-- Start Supplied information --
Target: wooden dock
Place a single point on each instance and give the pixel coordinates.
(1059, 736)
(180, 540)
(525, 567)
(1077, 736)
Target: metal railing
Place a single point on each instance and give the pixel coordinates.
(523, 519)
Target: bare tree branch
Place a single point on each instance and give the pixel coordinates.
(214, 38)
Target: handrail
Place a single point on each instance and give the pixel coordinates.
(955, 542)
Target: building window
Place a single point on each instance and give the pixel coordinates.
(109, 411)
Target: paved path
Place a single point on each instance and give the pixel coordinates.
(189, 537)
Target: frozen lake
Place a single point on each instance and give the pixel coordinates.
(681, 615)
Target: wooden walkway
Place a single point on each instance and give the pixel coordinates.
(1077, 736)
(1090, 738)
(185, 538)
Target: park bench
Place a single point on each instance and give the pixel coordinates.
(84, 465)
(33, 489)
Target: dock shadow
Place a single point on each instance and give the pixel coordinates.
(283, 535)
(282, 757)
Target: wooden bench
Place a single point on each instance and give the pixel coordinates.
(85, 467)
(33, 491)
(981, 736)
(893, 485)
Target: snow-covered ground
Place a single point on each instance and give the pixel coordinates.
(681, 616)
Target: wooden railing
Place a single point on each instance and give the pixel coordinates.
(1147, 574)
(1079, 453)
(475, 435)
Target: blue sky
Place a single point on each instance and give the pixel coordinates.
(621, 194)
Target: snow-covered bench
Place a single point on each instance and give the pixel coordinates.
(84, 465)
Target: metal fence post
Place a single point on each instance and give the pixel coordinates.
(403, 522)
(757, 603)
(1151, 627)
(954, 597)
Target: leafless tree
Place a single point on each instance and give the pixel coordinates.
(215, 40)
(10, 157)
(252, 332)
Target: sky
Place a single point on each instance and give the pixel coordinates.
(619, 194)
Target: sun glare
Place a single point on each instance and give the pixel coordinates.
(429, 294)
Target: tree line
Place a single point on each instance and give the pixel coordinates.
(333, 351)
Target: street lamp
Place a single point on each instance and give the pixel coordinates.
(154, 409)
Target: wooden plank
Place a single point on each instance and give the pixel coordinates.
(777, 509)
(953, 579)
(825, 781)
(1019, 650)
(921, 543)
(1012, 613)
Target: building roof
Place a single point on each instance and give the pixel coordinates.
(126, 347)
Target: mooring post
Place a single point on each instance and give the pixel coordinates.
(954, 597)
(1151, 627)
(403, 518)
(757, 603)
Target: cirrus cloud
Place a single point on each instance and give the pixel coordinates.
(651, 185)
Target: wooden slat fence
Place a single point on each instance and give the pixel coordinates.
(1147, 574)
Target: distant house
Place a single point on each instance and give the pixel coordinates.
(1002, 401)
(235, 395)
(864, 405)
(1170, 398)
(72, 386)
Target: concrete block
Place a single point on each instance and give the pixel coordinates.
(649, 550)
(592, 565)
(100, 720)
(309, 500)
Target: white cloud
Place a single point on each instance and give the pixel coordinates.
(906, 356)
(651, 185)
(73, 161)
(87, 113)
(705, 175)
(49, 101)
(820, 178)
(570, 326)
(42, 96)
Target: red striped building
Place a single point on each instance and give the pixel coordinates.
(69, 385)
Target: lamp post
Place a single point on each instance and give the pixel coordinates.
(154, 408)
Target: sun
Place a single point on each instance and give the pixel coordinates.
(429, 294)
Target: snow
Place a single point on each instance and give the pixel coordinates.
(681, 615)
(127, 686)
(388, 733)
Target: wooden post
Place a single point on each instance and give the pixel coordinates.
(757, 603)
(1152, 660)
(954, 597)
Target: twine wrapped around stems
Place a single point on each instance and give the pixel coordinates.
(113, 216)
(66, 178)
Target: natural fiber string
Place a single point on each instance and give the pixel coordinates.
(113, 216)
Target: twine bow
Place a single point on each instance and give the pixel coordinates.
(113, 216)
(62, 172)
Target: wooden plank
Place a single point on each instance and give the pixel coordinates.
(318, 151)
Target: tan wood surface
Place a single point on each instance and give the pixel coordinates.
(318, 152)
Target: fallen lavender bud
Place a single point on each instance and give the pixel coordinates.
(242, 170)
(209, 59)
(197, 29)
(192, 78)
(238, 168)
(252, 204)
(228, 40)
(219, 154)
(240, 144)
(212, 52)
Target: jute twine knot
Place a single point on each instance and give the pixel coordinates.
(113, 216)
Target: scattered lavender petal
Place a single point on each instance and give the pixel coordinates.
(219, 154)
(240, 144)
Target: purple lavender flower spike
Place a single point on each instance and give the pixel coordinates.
-- End Supplied information --
Make an exact copy of the data above.

[Complete response]
Target: wooden dock
Place a single point on each instance and give the pixel coordinates.
(1059, 736)
(180, 540)
(525, 567)
(1077, 736)
Target: metal railing
Place a single point on each instance and give the pixel coordinates.
(523, 519)
Target: bare tree branch
Place a single point on each instance and give the pixel coordinates.
(214, 38)
Target: handrail
Place a single point on each instance and give the pixel coordinates.
(955, 542)
Target: building window
Place a single point on each instance and give the pixel coordinates.
(109, 411)
Target: paved path
Place a single point on each instance and give the pixel coordinates.
(189, 537)
Target: frozen lake
Place a single point on each instance and give the pixel coordinates.
(681, 615)
Target: wooden walkway
Place a single point on each instance and give the pixel coordinates.
(1077, 736)
(1090, 738)
(185, 538)
Target: park bench
Place a single point on each instance and give the pixel coordinates.
(84, 465)
(33, 489)
Target: dock shadow
Place a single point on each instance and give the pixel coordinates.
(283, 535)
(282, 757)
Target: wooden bench
Place a single point on each instance and give the pixel coordinates.
(85, 467)
(33, 491)
(981, 736)
(893, 485)
Target: snow-covered ground
Place a single point on each instance and give the pixel coordinates.
(681, 616)
Target: wooden railing
Place a single point on each instance and give the pixel coordinates.
(1147, 574)
(1079, 453)
(475, 435)
Target: blue sky
Place a single point on each instance and give the pixel coordinates.
(621, 194)
Target: snow-covered bench
Place a single point on each instance and give the pixel coordinates.
(84, 465)
Target: metal fence post
Place a single point on each instance and give the pixel coordinates.
(403, 522)
(757, 603)
(1151, 627)
(954, 597)
Target: leafless tree
Place a single point on each instance and give the pixel coordinates.
(215, 40)
(10, 157)
(252, 332)
Target: sky
Place a single point on each instance and give the pixel coordinates.
(619, 194)
Target: sun glare
Place a single point on each instance and give the pixel coordinates.
(429, 294)
Target: tree line
Place a single point on each instance and give the pixel coordinates.
(333, 351)
Target: street lamp
Place a single point on each instance and give the pixel coordinates.
(154, 409)
Target: wooden plank
Place a single point on each instance and give the pixel coordinates.
(777, 509)
(953, 579)
(825, 781)
(1019, 650)
(921, 543)
(1012, 613)
Target: building roof
Place a single point on each instance and give the pixel coordinates.
(126, 347)
Target: mooring post
Place a single point on each instance and give the pixel coordinates.
(954, 597)
(1151, 627)
(403, 518)
(757, 603)
Target: cirrus cloud
Place a single point on each instance and give the pixel coordinates.
(651, 185)
Target: wooden slat fence
Place a single point on each instance and give the pixel coordinates.
(1147, 574)
Target: distant house
Place a single point on each instance and give the pixel coordinates.
(1002, 401)
(235, 395)
(864, 405)
(1170, 398)
(72, 386)
Target: concrete block
Place a single point on each instance and give the pixel coordinates.
(649, 550)
(592, 565)
(100, 720)
(309, 500)
Target: white cloud
Place a single point on each instance and give the pixel coordinates.
(906, 356)
(651, 185)
(73, 161)
(87, 113)
(705, 175)
(49, 101)
(820, 178)
(570, 326)
(42, 96)
Target: red striped building
Place a single point on each instance and give the pixel coordinates.
(69, 385)
Target: lamp post
Place a single point on each instance and give the pixel coordinates.
(154, 408)
Target: sun
Place a single point on each instance and give the pixel coordinates.
(429, 294)
Target: snow
Place a single point on each instance and give the pixel coordinates.
(681, 615)
(127, 686)
(388, 733)
Target: wooden post
Place a single point on each instance and give the pixel coordinates.
(757, 603)
(1152, 660)
(954, 597)
Target: twine wrapped around stems
Place a single point on each instance and give the pixel coordinates.
(113, 216)
(66, 178)
Target: natural fiber string
Place a single point on each instance and give the pixel coordinates.
(113, 216)
Target: twine bow
Place a single point on each instance and give the pixel coordinates.
(113, 216)
(62, 172)
Target: wooden plank
Place a single point on each instance and give the pixel coordinates.
(318, 151)
Target: tan wood surface
Place a single point on each instance and give the pixel coordinates.
(318, 152)
Target: fallen lavender bud
Place a single point on each instance and give the pixel coordinates.
(242, 170)
(209, 59)
(197, 29)
(192, 78)
(238, 168)
(252, 204)
(228, 40)
(219, 154)
(240, 144)
(212, 52)
Target: jute twine knot
Place a single point on each instance and give the pixel coordinates.
(113, 216)
Target: scattered lavender petal
Place a single point on each instance and give the pixel coordinates.
(219, 154)
(240, 144)
Target: purple lavender flower spike
Place a single point on each instance and give the pixel coordinates.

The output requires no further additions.